Entries from a dataset
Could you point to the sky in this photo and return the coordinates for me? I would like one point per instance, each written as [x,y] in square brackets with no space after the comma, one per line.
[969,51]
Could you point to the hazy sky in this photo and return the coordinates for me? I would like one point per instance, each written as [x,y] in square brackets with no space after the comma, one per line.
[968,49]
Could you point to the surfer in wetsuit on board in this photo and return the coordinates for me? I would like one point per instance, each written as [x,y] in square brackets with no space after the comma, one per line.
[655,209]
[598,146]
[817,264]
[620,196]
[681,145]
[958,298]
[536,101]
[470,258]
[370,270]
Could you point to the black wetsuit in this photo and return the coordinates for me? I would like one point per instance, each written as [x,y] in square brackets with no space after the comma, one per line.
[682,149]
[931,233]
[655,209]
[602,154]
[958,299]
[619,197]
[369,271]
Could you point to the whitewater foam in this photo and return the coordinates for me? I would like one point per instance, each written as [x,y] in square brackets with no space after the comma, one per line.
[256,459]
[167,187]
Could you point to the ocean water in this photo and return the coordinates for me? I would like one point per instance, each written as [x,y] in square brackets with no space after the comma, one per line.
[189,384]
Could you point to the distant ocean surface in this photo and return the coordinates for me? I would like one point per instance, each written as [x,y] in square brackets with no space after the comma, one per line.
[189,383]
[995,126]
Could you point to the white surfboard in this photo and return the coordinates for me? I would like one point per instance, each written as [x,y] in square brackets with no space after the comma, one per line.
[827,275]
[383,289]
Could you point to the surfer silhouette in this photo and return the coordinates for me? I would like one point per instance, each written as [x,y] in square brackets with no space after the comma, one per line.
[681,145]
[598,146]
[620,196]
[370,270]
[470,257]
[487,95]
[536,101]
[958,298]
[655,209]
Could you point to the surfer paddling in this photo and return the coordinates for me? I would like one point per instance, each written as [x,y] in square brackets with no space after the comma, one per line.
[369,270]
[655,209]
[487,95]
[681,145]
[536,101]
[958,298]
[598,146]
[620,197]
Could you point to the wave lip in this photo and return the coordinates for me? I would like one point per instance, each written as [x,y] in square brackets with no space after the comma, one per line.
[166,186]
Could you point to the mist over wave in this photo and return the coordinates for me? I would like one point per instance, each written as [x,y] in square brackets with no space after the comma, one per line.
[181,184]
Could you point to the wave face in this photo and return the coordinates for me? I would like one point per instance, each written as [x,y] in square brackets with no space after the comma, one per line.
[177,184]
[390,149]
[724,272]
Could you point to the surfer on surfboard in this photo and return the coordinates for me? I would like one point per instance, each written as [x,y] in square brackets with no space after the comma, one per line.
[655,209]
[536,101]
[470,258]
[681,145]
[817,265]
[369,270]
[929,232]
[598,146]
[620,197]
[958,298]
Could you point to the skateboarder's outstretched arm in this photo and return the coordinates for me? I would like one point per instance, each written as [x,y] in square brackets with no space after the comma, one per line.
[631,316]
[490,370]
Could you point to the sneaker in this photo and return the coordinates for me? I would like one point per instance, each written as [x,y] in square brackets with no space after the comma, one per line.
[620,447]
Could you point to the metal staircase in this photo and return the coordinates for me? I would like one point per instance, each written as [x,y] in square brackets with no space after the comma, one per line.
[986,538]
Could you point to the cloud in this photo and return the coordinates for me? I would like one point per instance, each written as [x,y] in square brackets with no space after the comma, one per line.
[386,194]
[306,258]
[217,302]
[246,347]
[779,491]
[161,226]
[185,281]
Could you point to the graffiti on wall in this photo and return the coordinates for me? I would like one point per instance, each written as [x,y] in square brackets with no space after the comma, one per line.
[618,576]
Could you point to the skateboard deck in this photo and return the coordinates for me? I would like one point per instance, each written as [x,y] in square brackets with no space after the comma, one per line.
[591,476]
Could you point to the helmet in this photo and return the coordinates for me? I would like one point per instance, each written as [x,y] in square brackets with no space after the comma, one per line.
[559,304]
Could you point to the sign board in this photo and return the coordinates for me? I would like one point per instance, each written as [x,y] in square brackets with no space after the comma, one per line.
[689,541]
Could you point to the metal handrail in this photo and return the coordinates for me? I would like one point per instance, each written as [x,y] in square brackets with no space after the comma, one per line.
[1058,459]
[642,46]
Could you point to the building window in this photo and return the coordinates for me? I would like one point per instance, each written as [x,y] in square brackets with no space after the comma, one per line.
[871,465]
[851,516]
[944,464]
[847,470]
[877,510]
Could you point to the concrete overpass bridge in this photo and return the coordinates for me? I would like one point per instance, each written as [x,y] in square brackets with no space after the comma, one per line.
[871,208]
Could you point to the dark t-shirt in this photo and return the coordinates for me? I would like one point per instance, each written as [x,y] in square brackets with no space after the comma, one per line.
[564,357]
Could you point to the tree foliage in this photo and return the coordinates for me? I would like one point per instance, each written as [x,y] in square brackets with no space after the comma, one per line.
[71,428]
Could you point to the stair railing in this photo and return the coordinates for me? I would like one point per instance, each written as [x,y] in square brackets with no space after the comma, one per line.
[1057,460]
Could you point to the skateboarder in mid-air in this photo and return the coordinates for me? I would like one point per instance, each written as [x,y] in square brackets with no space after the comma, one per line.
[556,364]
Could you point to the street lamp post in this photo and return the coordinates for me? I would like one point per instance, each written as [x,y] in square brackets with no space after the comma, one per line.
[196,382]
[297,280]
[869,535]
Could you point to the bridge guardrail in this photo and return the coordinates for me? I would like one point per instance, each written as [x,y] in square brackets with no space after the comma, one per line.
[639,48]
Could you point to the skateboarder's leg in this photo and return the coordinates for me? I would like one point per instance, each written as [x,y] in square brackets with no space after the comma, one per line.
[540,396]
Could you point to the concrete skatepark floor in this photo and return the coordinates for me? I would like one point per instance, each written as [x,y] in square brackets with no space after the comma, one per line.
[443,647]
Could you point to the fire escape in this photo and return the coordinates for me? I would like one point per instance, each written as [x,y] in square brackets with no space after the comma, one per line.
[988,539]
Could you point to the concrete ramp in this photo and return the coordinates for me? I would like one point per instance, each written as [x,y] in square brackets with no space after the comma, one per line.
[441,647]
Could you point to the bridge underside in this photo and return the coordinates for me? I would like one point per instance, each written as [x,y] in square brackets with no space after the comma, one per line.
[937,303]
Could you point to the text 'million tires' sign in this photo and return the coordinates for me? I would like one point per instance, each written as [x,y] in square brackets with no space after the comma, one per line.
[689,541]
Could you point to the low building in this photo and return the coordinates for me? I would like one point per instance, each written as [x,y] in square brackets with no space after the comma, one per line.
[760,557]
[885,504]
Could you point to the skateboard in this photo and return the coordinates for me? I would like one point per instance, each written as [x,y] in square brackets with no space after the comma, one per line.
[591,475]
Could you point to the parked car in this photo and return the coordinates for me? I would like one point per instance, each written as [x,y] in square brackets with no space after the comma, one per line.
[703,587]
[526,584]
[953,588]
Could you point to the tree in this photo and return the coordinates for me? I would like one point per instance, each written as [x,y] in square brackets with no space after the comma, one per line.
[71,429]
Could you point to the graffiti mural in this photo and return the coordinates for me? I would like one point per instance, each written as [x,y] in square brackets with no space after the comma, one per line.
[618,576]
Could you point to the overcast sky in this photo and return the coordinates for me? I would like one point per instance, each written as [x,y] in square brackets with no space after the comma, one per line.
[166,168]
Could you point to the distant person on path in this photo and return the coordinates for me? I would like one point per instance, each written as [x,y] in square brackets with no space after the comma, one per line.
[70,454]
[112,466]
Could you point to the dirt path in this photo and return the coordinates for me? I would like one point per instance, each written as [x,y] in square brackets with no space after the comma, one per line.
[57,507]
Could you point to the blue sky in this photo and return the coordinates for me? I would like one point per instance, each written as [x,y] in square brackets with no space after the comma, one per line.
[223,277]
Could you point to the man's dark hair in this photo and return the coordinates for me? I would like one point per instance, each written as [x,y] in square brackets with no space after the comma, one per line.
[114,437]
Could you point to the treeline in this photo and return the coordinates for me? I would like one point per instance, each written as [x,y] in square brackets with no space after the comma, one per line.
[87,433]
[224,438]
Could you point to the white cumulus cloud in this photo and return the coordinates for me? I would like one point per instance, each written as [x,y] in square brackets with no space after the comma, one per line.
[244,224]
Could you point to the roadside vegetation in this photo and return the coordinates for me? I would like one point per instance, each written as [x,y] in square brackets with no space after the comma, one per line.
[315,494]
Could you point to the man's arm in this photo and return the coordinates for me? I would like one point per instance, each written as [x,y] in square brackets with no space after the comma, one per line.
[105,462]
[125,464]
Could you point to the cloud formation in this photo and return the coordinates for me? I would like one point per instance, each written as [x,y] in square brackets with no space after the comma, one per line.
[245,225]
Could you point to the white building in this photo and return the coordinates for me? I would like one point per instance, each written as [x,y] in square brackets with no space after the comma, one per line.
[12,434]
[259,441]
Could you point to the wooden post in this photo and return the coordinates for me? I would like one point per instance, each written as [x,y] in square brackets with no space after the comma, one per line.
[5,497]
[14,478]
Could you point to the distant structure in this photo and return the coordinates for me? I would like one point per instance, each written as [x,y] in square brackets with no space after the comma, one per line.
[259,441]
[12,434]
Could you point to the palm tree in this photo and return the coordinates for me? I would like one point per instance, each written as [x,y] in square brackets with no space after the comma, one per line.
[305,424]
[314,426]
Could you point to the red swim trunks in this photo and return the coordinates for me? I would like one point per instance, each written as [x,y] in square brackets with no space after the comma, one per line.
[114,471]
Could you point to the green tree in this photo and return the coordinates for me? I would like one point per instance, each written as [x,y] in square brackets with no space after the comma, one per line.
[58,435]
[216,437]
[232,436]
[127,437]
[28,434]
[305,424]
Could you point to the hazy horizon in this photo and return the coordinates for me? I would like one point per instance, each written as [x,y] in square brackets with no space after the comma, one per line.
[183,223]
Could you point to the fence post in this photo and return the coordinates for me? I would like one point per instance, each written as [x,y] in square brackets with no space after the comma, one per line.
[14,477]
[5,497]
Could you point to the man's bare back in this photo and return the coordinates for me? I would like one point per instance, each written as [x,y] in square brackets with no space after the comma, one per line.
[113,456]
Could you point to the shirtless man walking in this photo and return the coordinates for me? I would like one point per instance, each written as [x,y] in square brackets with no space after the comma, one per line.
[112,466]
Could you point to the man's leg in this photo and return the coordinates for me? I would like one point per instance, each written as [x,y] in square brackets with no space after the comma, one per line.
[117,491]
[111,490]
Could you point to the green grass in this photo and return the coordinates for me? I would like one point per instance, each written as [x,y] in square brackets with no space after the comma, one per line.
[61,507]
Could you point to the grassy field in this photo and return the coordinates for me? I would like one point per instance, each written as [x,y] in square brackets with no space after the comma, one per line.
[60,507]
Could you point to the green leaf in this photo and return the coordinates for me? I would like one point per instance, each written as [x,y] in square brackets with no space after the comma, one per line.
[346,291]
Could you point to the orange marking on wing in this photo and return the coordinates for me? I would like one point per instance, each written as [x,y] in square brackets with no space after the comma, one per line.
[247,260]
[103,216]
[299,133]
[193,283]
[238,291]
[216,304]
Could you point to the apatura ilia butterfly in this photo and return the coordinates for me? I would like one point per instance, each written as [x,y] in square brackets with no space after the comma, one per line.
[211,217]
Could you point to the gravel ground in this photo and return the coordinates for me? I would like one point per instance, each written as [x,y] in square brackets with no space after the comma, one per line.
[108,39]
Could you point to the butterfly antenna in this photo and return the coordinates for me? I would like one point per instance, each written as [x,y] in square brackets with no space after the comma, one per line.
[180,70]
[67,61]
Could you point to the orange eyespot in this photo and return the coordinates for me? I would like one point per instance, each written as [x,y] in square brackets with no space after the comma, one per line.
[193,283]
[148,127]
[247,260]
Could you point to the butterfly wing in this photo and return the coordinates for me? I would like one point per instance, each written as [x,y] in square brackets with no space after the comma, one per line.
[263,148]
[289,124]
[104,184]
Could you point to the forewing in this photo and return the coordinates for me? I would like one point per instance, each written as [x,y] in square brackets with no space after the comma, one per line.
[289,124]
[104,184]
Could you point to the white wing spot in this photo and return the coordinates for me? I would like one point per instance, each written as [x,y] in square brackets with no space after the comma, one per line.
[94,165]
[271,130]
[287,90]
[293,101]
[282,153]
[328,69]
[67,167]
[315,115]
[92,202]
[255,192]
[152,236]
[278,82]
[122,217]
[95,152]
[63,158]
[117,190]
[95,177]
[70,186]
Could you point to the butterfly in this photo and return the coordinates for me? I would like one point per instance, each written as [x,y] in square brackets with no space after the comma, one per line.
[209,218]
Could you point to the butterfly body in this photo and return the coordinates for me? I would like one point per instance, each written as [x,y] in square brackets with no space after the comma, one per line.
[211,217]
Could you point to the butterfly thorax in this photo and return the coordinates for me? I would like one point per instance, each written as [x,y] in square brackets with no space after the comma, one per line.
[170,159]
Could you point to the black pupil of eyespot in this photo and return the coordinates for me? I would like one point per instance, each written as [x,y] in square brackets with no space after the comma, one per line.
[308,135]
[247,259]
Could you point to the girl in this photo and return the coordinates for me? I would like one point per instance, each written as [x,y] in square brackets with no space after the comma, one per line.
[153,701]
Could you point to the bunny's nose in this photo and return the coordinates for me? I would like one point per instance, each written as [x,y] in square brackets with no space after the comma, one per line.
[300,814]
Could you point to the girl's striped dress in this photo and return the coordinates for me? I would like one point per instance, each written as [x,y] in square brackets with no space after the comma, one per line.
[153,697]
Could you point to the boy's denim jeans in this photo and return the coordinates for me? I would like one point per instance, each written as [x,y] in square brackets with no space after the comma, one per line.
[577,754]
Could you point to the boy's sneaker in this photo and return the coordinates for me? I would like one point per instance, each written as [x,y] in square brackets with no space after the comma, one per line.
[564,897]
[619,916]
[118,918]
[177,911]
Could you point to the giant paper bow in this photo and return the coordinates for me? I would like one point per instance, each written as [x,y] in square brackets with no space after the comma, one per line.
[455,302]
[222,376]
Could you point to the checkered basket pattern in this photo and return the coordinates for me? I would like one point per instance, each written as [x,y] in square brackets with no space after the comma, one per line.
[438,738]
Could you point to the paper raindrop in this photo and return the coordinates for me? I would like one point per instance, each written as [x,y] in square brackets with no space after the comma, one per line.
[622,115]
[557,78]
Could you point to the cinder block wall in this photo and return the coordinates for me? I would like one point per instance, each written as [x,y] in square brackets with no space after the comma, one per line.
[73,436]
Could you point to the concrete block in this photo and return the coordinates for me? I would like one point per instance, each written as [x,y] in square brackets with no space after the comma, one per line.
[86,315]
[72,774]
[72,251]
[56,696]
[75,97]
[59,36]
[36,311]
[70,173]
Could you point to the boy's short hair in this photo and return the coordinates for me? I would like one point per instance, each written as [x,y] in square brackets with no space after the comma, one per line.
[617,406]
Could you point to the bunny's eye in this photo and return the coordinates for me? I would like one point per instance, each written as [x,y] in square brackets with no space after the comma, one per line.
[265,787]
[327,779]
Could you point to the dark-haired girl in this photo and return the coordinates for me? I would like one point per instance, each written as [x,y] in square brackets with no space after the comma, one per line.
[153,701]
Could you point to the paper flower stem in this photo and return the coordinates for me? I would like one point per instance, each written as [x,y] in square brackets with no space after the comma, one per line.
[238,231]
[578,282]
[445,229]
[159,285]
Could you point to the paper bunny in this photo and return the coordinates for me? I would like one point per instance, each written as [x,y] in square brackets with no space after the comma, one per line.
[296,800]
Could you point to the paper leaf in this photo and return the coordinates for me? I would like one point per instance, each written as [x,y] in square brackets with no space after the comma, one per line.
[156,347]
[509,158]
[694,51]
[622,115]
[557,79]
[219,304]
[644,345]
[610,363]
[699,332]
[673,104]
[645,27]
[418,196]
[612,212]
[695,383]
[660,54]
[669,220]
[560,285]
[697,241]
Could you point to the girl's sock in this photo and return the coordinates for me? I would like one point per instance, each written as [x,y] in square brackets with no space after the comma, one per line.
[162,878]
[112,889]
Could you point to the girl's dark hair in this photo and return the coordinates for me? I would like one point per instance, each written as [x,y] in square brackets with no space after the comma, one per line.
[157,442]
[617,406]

▶ **Task goal**
Write the lines out verbatim, from the one with "Could you point to the girl's sock" through the last line of the entries, and stop there.

▶ **Solution to this exercise**
Could you point to the girl's sock in this photo and return the coordinates for me? I would like one point per instance, each written as [x,y] in square brackets with no space after the comma, one per line.
[162,878]
[112,889]
Could you point to the girl's dark hair in this photo and return the coordinates for me? I would like one point per instance, each written as [x,y] in square brackets with no space after the comma, one per line.
[157,442]
[617,406]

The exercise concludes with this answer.